• _TEXTO DE ORIGEM_:
════

Por Beatriz Drague Ramos, compartilhado de BdF




Bombardi: “o campesinato brasileiro é um campesinato que nasce sem terra. É um campesinado excluído. É uma sociedade que se constrói na exclusão” – Terra de Direitos

A população brasileira é tida como sub-humana frente à União Europeia (UE). A constatação é da pesquisadora Larissa Bombardi, que estuda os impactos e o funcionamento do comércio mundial de agrotóxicos. “Quando eu olho o fato de que no Brasil o resíduo de glifosato autorizado na água potável é cinco mil vezes maior do que aquele autorizado na União Europeia. Quando eu vejo que o resíduo de malationa no Brasil é 400 vezes maior do que o autorizado na União Europeia, sou obrigada a pensar que, no conjunto das relações internacionais, a população brasileira, latino-americana e africana é tida como sub-humana. Nós valemos menos.”

Dos dez agrotóxicos mais vendidos no Brasil, cinco são proibidos na UE. Isso significa que são autorizados em território nacional agrotóxicos cancerígenos, que provocam má formação fetal, alterações hormonais, infertilidade e mal de Parkinson, por exemplo.

════

• _DADOS ARMAZENADOS_:
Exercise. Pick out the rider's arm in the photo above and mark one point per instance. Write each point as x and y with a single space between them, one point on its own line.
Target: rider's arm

════

• _EXERCÍCIOS PROPOSTOS_:
(a) Transcreva o trecho do texto sobre agrotóxicos que vai de “Dos dez agrotóxicos” até “Parkinson, por exemplo.”, inclusive.
(b) Dê continuidade ao texto sobre agrotóxicos a partir do ponto em que ele termina.
O material é independente do texto de origem.

• _RESULTADOS POR TAREFA_:
(a)
Dos dez agrotóxicos mais vendidos no Brasil, cinco são proibidos na UE. Isso significa que são autorizados em território nacional agrotóxicos cancerígenos, que provocam má formação fetal, alterações hormonais, infertilidade e mal de Parkinson, por exemplo.

(b)
Por trás disso, empresas como as alemãs Bayer e Basf, as estadunidenses Corteva e FMC, a estatal chinesa Syngenta e a indiana Upl venderam, em 2020, juntas, US$ 43 bilhões dessas substâncias. Mais de 80% desse mercado é controlado pela Bayer, Corteva e Syngenta. 

Novo colonialismo

A autorização de venda de agrotóxicos proibidos na UE para nações do sul global, como o Brasil, coloca o país numa nova espécie de colonialismo, que se une, segundo Bombardi, à concentração de terras, à violência contra povos originários e às nossas origens escravocratas.

“A gente tem uma oligarquia que controla politicamente o país, que representa esse monopólio das terras no Brasil, que se afina com os interesses externos. O campesinato brasileiro é um campesinato que nasce sem terra. É um campesinado excluído. É uma sociedade que se constrói na exclusão.”

A análise está posta em Agrotóxicos e Colonialismo Químico, livro lançado em outubro do ano passado e divulgado pela própria autora no Brasil somente neste mês, quando ela finalmente volta – ainda que de passagem – ao país. Bombardi está há três anos exilada na Europa por conta de ataques sofridos após a divulgação do Atlas Geografia do Uso de Agrotóxicos no Brasil e Conexões com a União Europeia, publicado em 2017.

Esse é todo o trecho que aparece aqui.